# EXTRACTO PROPORCIONADO:
________________
CARAVANA DE SUEÑOS
Dejar atrás la vida entera a sabiendas de que ya nada será igual. Pensar que tal vez no se volverá a ver a los hijos o a los padres. Decir adiós al hogar que guarda las cosas queridas. Sumergirse en la incertidumbre. Sentir el pánico en el vientre. Aferrarse a la esperanza. Tomar aire y… echar a andar.
La caravana de migrantes que a fines del año pasado salió de Centroamérica con la intención de llegar al país del norte, constituyó un hecho sin precedente. Entre siete y diez mil salvadoreños, hondureños y nicaragüenses se lanzaron en masa a caminar un promedio de cuatro mil kilómetros plagados de peligros e incomodidades, para tratar de llegar a los límites fronterizos mexicanos.
________________
# REGISTROS DE DATOS:
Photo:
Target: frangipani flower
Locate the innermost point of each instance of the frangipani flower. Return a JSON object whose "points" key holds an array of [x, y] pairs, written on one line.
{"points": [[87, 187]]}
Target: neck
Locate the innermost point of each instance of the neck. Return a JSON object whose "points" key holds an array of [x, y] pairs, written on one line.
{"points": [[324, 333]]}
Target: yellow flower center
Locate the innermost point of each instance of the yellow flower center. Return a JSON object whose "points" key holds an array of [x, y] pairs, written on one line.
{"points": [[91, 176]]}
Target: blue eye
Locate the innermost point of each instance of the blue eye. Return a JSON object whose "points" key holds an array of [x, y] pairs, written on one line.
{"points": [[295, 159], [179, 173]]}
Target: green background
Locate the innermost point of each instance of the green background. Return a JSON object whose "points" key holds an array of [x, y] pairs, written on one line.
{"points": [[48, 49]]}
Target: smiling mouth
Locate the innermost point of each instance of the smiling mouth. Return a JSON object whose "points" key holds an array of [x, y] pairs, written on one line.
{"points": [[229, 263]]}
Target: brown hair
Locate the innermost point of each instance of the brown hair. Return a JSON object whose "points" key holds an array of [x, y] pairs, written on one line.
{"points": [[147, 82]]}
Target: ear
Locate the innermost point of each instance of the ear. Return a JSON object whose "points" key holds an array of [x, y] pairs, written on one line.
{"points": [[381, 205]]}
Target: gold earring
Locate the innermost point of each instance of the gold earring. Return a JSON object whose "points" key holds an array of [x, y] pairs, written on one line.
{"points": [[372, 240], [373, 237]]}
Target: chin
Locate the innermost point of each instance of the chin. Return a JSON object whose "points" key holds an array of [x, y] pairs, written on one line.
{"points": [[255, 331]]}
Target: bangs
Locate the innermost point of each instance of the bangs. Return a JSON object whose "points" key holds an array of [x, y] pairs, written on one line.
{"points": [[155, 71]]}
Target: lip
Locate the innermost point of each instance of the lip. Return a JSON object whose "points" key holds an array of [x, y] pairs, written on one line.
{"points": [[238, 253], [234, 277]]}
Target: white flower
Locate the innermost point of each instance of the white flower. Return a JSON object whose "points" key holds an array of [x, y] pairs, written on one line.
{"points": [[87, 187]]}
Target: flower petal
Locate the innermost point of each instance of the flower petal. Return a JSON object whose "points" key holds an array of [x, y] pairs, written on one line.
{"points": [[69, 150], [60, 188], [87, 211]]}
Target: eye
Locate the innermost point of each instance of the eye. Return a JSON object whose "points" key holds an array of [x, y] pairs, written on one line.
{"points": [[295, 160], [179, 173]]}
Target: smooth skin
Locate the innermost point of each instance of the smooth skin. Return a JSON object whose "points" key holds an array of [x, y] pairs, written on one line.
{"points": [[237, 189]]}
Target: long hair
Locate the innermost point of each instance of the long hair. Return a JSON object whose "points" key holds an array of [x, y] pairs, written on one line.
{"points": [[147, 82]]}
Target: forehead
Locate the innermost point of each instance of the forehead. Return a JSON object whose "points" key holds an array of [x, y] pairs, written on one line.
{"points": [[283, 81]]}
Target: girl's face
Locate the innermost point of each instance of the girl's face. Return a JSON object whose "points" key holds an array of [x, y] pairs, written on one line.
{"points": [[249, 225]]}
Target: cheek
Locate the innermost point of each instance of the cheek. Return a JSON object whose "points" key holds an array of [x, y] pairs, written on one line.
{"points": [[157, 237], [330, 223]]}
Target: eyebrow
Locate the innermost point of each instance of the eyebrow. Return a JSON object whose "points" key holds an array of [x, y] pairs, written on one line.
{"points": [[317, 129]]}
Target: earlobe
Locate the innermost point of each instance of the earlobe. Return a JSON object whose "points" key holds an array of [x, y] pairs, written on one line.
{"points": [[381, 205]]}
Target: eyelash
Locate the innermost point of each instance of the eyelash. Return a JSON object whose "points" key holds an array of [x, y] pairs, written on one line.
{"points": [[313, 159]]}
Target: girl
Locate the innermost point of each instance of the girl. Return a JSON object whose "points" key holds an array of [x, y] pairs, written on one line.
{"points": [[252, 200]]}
________________
Según el extracto proporcionado, ¿cuántas personas se lanzaron a caminar en la caravana de migrantes? Los datos no hacen falta aquí.

Entre siete y diez mil salvadoreños, hondureños y nicaragüenses.